--- Stated problem ---
All lines from the one containing "Could you please spot the thumbs" through the final line of the records below should be reproduced exactly, with the pictures left out.

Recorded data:
____________

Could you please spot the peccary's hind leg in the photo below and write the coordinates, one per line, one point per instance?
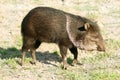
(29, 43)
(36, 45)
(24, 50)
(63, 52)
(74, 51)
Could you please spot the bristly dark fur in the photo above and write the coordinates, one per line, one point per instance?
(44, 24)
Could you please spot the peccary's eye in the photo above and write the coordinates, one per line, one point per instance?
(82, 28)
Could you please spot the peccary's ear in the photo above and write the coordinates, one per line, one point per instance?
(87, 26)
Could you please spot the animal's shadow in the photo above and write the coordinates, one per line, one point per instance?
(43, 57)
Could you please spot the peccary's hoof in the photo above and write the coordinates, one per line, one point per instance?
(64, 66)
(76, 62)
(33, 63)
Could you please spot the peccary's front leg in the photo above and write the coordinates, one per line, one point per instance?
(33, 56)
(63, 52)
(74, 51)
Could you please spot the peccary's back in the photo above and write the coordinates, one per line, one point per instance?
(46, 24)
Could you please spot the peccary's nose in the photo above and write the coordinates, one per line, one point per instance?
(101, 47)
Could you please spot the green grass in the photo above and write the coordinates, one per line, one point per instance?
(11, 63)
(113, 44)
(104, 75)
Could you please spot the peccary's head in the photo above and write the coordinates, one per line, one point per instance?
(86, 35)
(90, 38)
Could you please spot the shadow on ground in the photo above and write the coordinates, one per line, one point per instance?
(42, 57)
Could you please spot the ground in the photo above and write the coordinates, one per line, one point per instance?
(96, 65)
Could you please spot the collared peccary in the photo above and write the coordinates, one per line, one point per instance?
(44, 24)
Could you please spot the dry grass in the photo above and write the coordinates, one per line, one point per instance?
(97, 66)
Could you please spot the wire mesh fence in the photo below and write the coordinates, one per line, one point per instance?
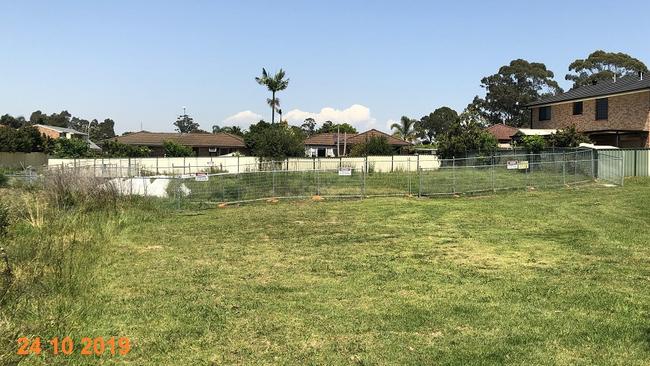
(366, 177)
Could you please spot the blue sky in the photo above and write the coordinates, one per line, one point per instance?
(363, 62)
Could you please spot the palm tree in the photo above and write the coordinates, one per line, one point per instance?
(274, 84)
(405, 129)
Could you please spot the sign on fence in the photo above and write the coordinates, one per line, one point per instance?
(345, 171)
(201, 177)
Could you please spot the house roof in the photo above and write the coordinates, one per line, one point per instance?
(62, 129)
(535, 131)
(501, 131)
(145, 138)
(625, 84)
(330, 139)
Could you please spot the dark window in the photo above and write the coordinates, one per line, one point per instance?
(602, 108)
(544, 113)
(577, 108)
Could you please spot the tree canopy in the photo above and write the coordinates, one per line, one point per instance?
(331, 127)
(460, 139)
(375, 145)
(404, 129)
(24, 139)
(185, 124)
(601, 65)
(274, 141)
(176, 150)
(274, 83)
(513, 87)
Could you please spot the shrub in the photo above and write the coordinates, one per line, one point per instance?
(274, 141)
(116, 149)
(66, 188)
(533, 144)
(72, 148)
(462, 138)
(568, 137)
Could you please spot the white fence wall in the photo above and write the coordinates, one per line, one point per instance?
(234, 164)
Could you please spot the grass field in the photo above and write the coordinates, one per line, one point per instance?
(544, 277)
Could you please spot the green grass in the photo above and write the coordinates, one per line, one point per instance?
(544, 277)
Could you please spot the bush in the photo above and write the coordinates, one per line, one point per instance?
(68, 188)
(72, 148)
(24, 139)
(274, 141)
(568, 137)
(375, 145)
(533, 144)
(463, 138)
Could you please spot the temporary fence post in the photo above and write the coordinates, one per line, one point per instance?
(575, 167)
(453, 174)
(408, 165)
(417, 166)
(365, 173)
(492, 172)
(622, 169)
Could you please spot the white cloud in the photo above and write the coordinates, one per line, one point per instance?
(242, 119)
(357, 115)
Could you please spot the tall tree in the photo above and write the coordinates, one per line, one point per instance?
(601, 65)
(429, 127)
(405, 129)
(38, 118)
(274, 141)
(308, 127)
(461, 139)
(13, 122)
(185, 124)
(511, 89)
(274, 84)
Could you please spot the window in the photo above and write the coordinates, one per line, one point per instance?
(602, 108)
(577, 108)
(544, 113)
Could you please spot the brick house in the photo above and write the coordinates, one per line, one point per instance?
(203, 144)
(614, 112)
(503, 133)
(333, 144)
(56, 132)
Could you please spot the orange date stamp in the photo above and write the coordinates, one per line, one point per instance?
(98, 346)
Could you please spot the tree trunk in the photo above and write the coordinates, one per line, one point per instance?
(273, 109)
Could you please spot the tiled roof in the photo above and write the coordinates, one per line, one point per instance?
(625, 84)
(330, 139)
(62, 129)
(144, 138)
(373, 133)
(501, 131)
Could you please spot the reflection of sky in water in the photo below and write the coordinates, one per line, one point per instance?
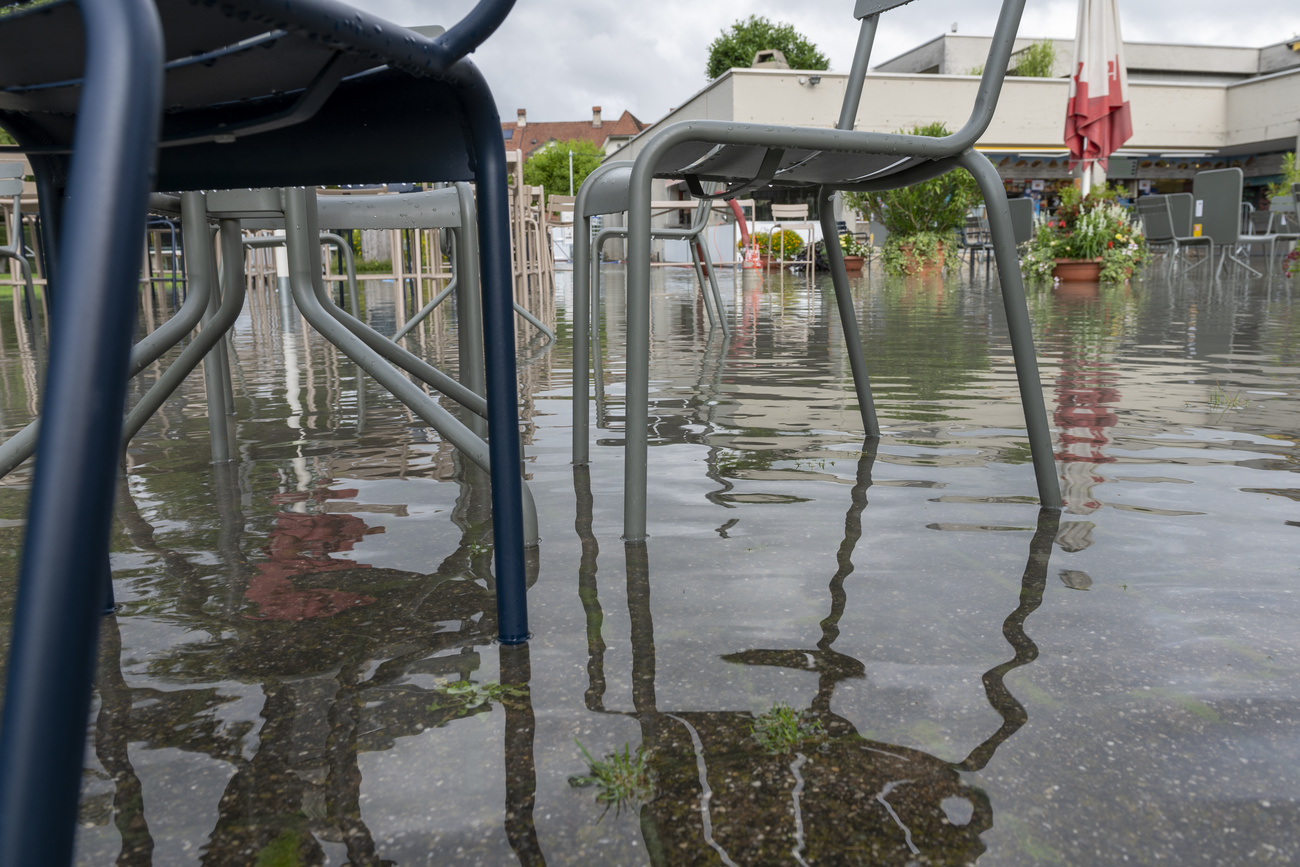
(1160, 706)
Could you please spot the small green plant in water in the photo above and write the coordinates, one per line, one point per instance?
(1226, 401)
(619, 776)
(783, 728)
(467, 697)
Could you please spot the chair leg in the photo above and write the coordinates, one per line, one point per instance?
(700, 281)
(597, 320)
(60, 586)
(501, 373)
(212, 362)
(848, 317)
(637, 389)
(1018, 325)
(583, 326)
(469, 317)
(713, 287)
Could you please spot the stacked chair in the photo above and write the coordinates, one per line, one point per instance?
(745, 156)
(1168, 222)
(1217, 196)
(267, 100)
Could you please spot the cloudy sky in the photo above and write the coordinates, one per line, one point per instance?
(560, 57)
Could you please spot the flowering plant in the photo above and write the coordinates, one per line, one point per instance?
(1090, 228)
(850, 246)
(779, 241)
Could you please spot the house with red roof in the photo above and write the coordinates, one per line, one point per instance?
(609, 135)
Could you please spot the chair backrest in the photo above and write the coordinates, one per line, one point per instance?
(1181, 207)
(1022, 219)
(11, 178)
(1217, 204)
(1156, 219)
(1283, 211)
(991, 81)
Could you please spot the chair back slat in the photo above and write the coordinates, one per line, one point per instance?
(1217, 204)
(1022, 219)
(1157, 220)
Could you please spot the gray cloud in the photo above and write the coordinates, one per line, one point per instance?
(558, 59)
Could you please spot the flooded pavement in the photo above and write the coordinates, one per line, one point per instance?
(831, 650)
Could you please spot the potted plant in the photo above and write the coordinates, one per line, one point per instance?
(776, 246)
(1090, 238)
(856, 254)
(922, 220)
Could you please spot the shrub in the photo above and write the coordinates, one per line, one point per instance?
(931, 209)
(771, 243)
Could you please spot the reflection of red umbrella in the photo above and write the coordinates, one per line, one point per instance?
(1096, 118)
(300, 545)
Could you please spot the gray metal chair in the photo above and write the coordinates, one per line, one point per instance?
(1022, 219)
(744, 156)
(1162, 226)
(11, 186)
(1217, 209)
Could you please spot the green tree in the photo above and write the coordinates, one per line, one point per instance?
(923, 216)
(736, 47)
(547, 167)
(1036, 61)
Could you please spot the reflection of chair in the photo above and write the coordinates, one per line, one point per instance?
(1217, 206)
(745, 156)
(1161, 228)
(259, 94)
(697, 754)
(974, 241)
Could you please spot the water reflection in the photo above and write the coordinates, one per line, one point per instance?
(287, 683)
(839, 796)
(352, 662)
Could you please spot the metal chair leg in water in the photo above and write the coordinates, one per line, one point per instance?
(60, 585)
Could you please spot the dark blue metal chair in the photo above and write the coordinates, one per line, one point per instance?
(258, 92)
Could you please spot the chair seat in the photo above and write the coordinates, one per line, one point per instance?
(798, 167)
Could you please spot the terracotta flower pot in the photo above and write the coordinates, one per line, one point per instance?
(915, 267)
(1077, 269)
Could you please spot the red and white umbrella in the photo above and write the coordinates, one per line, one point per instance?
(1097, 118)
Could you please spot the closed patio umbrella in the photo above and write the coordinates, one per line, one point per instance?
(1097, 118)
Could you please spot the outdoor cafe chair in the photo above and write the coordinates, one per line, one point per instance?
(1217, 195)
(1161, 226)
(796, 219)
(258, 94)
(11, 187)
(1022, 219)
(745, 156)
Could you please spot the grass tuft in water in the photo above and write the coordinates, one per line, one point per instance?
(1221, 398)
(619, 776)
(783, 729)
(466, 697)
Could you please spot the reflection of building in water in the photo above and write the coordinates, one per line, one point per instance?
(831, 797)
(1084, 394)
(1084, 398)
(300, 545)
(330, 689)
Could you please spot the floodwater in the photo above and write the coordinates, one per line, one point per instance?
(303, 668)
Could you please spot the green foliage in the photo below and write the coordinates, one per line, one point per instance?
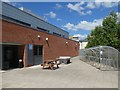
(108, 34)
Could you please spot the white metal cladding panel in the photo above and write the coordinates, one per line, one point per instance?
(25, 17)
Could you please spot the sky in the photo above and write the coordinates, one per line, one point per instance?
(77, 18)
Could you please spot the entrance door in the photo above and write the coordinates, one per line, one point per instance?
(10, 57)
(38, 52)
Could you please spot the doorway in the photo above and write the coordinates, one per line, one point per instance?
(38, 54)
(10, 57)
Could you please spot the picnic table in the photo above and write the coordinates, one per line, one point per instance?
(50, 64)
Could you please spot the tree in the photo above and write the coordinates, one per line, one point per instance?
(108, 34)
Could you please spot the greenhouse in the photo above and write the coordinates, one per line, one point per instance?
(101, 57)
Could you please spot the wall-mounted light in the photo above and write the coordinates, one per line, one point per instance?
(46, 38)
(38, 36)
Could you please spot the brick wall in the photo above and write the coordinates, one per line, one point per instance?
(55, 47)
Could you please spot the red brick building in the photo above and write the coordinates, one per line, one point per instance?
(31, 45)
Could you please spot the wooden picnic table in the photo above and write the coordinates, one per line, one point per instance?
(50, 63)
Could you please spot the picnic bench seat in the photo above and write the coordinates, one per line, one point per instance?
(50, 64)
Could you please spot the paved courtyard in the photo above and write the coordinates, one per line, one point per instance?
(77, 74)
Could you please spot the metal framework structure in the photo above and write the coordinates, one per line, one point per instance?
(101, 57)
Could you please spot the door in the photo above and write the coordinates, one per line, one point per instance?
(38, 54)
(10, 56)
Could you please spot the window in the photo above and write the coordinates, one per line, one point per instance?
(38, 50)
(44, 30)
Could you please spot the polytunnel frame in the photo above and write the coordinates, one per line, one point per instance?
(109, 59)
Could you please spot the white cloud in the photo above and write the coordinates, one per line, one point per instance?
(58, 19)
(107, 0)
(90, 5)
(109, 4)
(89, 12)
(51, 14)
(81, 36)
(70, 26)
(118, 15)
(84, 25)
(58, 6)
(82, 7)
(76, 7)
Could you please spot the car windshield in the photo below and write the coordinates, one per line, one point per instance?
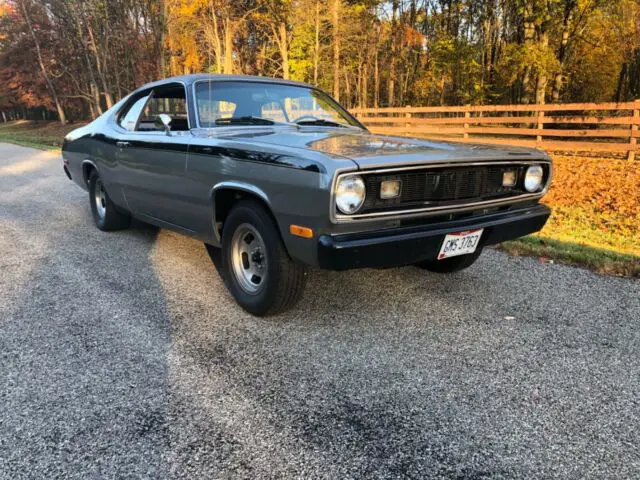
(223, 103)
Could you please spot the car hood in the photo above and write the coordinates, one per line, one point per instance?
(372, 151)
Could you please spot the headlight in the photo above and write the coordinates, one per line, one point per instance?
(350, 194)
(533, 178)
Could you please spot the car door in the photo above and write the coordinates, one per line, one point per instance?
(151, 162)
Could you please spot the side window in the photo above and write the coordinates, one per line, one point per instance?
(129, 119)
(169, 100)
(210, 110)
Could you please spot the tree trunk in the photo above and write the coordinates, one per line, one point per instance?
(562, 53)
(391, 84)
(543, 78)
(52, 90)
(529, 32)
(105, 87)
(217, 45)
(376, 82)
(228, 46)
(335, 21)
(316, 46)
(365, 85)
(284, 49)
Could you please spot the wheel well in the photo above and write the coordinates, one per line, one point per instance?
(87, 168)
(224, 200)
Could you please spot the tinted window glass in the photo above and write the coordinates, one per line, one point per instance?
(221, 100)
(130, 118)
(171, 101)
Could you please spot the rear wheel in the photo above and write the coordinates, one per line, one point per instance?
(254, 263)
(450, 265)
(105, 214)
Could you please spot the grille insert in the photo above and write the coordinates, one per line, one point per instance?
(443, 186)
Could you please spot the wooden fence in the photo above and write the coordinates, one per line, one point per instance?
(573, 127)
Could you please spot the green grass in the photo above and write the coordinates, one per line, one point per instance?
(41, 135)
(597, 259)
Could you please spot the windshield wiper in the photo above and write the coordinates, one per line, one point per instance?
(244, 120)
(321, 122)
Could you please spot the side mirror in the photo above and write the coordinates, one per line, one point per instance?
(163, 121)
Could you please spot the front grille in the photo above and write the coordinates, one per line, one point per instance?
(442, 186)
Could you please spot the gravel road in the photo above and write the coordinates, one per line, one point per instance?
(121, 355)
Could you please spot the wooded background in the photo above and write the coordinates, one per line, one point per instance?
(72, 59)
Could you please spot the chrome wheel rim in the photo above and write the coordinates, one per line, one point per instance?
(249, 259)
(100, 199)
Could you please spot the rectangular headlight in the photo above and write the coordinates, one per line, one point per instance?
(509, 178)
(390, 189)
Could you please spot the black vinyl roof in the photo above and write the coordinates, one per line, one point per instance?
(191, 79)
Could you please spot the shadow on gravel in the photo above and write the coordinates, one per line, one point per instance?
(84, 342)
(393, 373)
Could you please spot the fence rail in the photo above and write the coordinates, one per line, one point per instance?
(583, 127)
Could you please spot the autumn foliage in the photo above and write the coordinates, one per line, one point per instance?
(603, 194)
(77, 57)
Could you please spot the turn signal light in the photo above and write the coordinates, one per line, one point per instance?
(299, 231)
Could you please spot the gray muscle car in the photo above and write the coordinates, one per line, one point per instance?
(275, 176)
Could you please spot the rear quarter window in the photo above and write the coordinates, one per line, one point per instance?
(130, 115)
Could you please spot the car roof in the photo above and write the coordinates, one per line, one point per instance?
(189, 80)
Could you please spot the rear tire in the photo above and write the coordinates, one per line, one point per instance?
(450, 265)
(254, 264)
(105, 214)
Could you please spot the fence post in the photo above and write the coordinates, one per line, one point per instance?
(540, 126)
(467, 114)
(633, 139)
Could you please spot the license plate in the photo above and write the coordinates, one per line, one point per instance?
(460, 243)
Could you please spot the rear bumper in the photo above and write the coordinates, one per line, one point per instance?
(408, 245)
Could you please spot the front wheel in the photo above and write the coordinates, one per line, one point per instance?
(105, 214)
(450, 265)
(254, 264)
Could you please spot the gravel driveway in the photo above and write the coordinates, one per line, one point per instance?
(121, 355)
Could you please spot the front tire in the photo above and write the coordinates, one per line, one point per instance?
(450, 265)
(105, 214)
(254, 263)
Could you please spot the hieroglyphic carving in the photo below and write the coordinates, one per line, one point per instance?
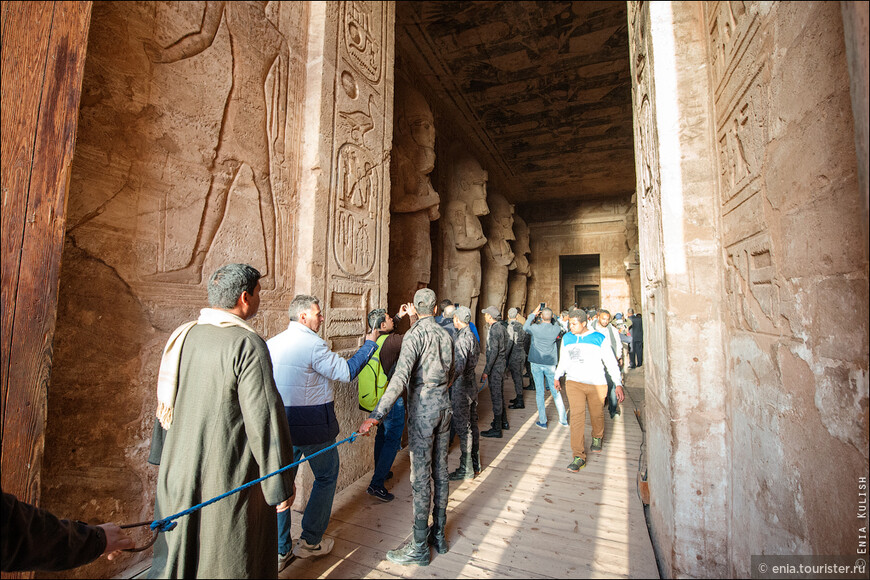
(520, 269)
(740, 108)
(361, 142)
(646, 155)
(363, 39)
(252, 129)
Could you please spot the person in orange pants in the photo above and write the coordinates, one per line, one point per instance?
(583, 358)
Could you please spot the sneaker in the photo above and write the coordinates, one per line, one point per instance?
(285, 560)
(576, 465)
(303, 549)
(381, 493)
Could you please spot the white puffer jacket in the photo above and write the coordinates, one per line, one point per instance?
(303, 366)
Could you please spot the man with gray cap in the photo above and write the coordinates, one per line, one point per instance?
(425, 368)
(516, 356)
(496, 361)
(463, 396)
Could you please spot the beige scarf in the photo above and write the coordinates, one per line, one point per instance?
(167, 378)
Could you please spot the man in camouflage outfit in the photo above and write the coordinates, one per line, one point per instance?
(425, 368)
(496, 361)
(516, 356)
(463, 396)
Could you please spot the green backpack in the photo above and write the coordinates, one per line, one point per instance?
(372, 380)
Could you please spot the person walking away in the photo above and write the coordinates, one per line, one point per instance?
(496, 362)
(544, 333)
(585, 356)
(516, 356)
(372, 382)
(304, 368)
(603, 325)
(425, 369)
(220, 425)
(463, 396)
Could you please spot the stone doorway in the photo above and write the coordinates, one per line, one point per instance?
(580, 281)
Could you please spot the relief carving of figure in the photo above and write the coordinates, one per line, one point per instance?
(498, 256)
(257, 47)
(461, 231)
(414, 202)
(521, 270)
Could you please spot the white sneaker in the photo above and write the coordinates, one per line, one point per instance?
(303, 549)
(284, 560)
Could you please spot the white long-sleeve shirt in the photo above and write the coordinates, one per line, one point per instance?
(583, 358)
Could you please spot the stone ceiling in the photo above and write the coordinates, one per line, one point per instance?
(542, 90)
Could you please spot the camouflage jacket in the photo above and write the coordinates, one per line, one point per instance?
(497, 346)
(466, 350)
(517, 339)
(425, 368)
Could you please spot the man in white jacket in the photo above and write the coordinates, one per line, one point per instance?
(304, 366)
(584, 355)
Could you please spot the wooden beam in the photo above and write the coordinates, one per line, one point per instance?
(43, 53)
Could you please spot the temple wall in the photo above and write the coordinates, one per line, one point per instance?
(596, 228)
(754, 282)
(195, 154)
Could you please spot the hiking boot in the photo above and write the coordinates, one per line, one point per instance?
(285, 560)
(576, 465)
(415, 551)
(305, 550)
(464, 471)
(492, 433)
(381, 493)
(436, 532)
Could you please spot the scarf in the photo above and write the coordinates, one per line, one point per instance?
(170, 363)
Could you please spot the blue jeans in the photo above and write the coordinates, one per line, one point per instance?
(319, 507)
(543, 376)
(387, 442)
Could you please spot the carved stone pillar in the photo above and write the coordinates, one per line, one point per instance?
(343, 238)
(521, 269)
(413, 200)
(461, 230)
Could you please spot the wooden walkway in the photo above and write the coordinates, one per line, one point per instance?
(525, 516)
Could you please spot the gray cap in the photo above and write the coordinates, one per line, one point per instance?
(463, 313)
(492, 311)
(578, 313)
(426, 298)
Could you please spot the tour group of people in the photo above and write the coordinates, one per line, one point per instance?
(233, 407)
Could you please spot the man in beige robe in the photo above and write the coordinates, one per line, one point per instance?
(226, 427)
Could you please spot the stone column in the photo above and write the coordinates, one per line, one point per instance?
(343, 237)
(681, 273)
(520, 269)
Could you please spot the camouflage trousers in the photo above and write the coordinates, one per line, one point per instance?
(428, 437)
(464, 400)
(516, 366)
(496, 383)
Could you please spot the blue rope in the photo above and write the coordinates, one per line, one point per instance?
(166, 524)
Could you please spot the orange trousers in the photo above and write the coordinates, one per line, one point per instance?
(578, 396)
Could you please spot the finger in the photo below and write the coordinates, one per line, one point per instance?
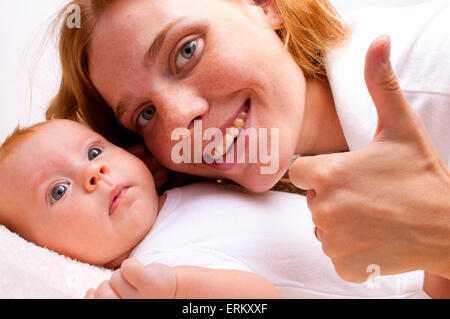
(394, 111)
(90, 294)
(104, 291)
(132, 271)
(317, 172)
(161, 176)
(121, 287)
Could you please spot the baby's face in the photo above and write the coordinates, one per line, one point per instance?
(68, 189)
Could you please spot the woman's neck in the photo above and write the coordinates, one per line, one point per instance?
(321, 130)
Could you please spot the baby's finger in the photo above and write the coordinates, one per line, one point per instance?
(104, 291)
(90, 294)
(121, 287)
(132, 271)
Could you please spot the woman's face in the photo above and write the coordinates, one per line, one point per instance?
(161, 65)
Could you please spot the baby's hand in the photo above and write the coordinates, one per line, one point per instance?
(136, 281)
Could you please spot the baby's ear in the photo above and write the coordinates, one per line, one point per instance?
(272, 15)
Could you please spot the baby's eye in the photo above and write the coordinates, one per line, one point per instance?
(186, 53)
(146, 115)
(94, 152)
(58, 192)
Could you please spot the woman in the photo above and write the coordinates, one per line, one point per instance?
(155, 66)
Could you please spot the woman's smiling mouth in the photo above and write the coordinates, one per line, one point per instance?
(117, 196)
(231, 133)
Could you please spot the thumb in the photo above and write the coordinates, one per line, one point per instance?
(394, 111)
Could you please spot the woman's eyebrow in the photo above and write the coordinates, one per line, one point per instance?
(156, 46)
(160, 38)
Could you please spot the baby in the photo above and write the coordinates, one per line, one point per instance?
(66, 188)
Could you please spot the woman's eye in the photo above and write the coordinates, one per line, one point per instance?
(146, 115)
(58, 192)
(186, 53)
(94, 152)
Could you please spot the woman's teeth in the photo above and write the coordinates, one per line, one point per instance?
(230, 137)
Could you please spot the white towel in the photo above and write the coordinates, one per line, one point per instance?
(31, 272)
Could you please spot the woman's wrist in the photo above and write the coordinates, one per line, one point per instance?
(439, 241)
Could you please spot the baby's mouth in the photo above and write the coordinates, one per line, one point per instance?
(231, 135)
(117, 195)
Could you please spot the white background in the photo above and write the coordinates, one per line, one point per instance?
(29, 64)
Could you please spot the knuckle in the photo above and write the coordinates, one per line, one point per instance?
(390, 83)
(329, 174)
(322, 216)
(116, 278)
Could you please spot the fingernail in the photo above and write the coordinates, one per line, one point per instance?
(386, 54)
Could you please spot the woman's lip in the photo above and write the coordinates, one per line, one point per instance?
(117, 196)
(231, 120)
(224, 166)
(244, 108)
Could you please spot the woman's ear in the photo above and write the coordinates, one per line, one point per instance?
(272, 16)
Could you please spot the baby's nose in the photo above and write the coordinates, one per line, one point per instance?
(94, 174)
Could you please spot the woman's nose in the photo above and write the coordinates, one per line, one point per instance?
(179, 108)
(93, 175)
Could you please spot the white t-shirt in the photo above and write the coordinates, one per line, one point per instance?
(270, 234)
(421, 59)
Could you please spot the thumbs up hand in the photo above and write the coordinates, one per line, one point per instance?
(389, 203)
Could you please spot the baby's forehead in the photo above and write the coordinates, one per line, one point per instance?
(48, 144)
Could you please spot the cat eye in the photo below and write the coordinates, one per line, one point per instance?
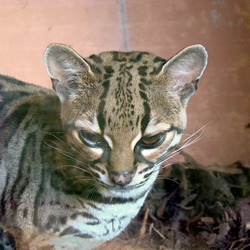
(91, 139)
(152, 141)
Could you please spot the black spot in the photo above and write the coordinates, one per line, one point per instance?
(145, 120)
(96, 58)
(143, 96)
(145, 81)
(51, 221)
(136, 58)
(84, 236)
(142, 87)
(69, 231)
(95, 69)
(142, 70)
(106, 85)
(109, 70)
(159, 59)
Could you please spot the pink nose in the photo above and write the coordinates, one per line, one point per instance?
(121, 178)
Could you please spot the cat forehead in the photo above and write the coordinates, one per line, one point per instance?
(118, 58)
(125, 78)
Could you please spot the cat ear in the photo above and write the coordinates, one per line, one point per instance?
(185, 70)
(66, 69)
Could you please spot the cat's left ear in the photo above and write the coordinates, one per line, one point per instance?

____________

--- Task result ---
Could you please spot the thumbs up hand in the photo above and write the coordinates, one per line, one point per instance?
(389, 203)
Could you please spot the baby's forehead in the photo above and write the coordinates, one per line, one point per instance?
(48, 144)
Could you please spot the cat eye in the photo below and write the coordinates, one per line, one point per instance?
(91, 139)
(152, 141)
Could you please spot the black spot in the photo above and write the coordinates, one per line, one point per instance?
(145, 120)
(96, 58)
(143, 96)
(145, 81)
(51, 221)
(136, 58)
(84, 236)
(142, 87)
(69, 231)
(95, 69)
(142, 70)
(106, 85)
(109, 70)
(159, 59)
Could you please spot the pink nose in the photo above and write the coordinates, one per line, one point per instance?
(121, 178)
Could you please spot the cat forehead in the photo above and write the coordinates, one per line, one point per instance?
(118, 58)
(125, 78)
Could you please spot the cat ear in the photo above and write the coordinates, one per line, one point per instance?
(185, 70)
(66, 69)
Could you please spot the cat's left ear in the photo above and write the coordinates, one per line, one point per instance?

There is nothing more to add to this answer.